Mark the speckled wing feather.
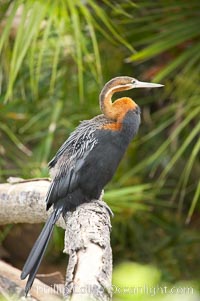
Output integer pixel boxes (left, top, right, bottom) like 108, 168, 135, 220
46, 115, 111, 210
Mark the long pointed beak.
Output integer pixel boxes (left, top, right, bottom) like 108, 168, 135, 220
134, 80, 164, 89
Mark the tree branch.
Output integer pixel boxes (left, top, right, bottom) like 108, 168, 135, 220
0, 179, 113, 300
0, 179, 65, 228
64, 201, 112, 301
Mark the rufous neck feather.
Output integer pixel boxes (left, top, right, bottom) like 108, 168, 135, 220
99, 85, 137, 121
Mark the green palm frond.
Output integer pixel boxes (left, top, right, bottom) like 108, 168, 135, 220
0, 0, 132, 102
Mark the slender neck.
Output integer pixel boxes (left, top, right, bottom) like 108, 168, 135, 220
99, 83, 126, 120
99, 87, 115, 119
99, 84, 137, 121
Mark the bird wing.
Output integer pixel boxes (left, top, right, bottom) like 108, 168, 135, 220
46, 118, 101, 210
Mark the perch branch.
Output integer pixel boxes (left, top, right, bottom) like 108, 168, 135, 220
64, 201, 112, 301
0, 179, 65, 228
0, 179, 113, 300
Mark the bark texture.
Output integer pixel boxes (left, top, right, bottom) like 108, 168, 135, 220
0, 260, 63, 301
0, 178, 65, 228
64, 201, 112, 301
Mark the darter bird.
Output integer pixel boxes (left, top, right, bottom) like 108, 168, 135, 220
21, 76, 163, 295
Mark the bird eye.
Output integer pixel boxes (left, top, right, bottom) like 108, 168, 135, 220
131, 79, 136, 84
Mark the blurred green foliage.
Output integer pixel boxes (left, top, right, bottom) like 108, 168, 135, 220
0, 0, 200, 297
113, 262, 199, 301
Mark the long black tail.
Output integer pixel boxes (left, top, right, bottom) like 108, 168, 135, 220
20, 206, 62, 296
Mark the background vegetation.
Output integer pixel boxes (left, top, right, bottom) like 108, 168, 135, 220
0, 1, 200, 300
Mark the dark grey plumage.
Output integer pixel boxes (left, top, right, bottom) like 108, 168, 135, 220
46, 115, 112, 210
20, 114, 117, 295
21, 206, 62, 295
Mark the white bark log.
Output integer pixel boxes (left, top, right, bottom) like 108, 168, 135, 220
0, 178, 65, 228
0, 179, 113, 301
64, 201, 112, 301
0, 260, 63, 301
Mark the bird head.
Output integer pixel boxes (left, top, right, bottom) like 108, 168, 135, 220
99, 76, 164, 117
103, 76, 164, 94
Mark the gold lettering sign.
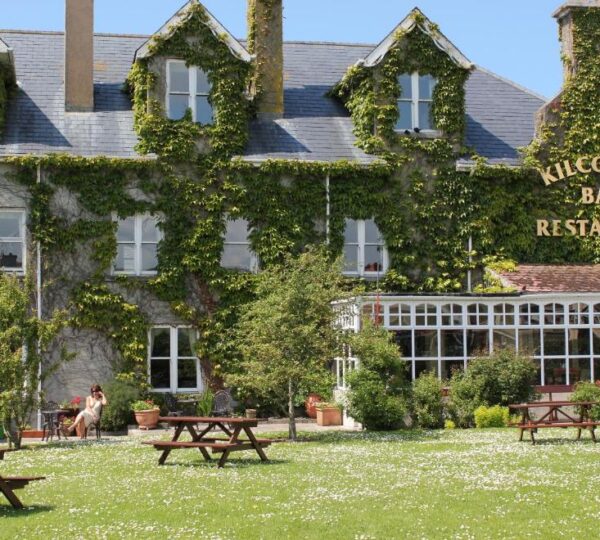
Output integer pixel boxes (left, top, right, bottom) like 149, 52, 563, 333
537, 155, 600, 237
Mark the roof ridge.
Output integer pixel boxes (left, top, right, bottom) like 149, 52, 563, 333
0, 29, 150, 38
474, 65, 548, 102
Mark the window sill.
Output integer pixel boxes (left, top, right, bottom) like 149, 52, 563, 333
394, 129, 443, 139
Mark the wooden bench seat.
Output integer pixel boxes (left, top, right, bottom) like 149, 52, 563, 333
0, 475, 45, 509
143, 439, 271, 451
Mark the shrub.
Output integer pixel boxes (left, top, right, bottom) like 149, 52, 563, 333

--

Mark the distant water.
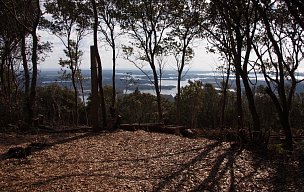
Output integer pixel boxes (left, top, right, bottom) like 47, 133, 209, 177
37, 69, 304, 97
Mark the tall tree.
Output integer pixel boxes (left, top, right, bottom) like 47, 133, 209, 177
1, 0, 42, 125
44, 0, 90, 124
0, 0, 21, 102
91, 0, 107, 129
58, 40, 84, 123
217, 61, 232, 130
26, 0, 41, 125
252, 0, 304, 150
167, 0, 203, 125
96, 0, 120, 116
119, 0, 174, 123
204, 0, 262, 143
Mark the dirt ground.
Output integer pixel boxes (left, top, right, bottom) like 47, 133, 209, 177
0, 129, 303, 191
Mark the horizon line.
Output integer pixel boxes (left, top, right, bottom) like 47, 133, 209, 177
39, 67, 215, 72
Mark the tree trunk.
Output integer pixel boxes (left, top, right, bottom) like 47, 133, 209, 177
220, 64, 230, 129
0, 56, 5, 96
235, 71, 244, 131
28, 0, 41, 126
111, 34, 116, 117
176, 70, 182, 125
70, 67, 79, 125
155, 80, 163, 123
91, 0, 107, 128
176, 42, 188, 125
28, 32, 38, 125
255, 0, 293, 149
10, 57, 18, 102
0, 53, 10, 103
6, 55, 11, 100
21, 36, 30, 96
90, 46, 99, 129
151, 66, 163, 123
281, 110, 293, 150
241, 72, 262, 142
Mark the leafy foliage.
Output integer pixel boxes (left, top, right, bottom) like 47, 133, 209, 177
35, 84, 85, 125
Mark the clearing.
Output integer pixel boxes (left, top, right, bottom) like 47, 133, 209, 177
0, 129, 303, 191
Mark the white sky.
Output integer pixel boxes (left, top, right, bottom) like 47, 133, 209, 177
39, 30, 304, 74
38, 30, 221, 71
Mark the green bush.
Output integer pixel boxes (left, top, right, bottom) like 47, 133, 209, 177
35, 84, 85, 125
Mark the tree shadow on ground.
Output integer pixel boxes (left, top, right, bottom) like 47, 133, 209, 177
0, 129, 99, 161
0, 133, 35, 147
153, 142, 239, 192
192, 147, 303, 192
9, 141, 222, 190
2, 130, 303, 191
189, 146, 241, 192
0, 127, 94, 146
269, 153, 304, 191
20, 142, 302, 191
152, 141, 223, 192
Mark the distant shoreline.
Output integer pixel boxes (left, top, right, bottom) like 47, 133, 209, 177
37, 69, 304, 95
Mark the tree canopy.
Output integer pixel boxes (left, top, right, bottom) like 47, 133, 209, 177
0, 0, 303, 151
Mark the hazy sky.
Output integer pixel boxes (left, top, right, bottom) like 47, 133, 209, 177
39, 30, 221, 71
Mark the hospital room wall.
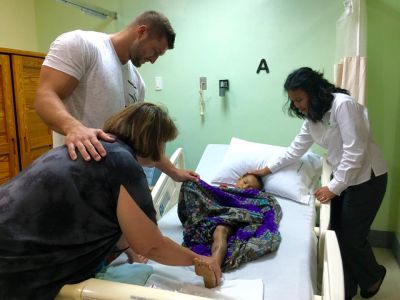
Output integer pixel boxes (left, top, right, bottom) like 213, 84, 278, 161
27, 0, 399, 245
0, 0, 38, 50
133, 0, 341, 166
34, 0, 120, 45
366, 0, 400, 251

* * *

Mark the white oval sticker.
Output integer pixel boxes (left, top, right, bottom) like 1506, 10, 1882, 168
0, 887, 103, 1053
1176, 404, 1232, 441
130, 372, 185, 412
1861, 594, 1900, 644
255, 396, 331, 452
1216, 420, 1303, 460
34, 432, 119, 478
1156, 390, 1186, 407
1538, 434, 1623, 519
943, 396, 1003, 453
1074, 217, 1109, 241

*Task directions*
Only one part of the material above is wanted: the lines from the one with "Mark the speckled wing feather." up to and including the one with "Mark the rufous neck feather.". Please copy them exactly, pictures left out.

*Written solution*
Mark the speckled wing feather.
Output integer pixel boxes (left, top, right, bottom) like 108, 168, 135, 220
46, 115, 111, 210
Mark the long pointed beak.
Output integer pixel boxes (left, top, right, bottom) like 108, 168, 135, 220
134, 80, 164, 89
Mark the tree branch.
Output integer pixel boxes (left, top, right, bottom) like 108, 168, 135, 220
0, 179, 113, 300
0, 179, 65, 228
64, 201, 112, 301
Mark the rufous neck feather.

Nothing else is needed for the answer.